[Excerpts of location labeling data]
** START **

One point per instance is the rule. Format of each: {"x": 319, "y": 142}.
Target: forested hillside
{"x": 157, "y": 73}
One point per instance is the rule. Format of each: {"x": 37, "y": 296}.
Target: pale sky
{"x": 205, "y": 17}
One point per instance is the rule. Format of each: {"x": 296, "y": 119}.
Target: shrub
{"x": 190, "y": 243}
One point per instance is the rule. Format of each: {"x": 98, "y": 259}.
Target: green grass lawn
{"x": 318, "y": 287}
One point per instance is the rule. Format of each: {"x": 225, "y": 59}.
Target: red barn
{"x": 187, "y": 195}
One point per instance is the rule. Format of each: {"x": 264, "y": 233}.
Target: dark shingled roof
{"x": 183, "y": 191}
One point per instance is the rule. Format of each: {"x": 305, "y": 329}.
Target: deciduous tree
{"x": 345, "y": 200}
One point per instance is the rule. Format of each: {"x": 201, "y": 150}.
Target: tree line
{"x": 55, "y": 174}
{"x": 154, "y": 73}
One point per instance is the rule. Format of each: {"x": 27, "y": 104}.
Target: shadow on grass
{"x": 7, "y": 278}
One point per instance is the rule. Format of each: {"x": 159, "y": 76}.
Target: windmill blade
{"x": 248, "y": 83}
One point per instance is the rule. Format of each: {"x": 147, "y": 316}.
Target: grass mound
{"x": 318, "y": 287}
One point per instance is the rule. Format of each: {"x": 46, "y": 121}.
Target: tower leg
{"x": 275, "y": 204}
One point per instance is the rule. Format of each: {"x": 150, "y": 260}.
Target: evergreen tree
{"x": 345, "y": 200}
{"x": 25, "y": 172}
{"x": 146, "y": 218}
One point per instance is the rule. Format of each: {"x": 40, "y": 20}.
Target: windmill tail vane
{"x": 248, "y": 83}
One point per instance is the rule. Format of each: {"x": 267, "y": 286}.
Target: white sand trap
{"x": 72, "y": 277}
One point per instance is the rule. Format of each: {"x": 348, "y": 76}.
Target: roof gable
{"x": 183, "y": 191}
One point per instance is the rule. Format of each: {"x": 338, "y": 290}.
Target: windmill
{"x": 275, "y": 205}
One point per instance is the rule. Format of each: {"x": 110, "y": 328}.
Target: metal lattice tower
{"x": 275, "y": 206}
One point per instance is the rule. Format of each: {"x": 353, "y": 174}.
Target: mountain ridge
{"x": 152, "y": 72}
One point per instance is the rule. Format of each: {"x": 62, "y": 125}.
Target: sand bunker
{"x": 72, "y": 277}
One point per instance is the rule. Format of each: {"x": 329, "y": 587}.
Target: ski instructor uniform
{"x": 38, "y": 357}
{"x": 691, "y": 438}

** END **

- _Brief_:
Above are the records; copy all of them exactly.

- _Solved problem_:
One point per instance is the rule. Format of each: {"x": 319, "y": 142}.
Target: forested hillside
{"x": 157, "y": 73}
One point per instance is the rule. Format of each: {"x": 37, "y": 296}.
Target: pale sky
{"x": 205, "y": 17}
One point per instance is the rule. Format of each: {"x": 296, "y": 119}.
Target: shrub
{"x": 190, "y": 243}
One point per instance is the rule. Format of each: {"x": 98, "y": 259}.
Target: green grass lawn
{"x": 318, "y": 287}
One point per instance is the rule. Format of each: {"x": 225, "y": 59}.
Target: red barn
{"x": 187, "y": 195}
One point per instance is the rule. Format of each: {"x": 264, "y": 233}.
Target: dark shingled roof
{"x": 183, "y": 191}
One point per instance is the rule. Format of each: {"x": 305, "y": 329}.
Target: deciduous tree
{"x": 345, "y": 200}
One point per instance is the rule. Format of each: {"x": 201, "y": 150}.
Target: tree line
{"x": 55, "y": 174}
{"x": 154, "y": 73}
One point per instance is the rule. Format of each: {"x": 27, "y": 104}.
Target: shadow on grass
{"x": 7, "y": 278}
One point per instance is the rule. Format of each: {"x": 159, "y": 76}.
Target: windmill blade
{"x": 248, "y": 83}
One point per instance is the rule. Format of each: {"x": 147, "y": 316}.
Target: grass mound
{"x": 318, "y": 287}
One point per instance is the rule. Format of each: {"x": 46, "y": 121}.
Target: tower leg
{"x": 275, "y": 204}
One point per instance is the rule. Format of each: {"x": 150, "y": 260}.
Target: evergreen tree
{"x": 345, "y": 200}
{"x": 25, "y": 172}
{"x": 146, "y": 218}
One point per instance is the rule. Format of each: {"x": 40, "y": 20}.
Target: windmill tail vane
{"x": 248, "y": 83}
One point per instance is the rule. Format of each: {"x": 267, "y": 286}.
Target: white sand trap
{"x": 72, "y": 277}
One point per instance is the rule. Format of each: {"x": 348, "y": 76}.
Target: roof gable
{"x": 183, "y": 191}
One point per instance is the rule. Format of each: {"x": 338, "y": 290}.
Target: windmill
{"x": 275, "y": 205}
One point per instance is the rule. Format of each: {"x": 110, "y": 328}.
Target: metal lattice tower
{"x": 275, "y": 206}
One point per instance is the rule. Format of each: {"x": 353, "y": 174}.
Target: mountain ridge
{"x": 152, "y": 72}
One point per instance is the rule. Format of each: {"x": 62, "y": 125}.
Target: sand bunker
{"x": 72, "y": 277}
One point per instance is the rule. Format of each: {"x": 329, "y": 587}.
Target: ski instructor uniform
{"x": 38, "y": 357}
{"x": 691, "y": 438}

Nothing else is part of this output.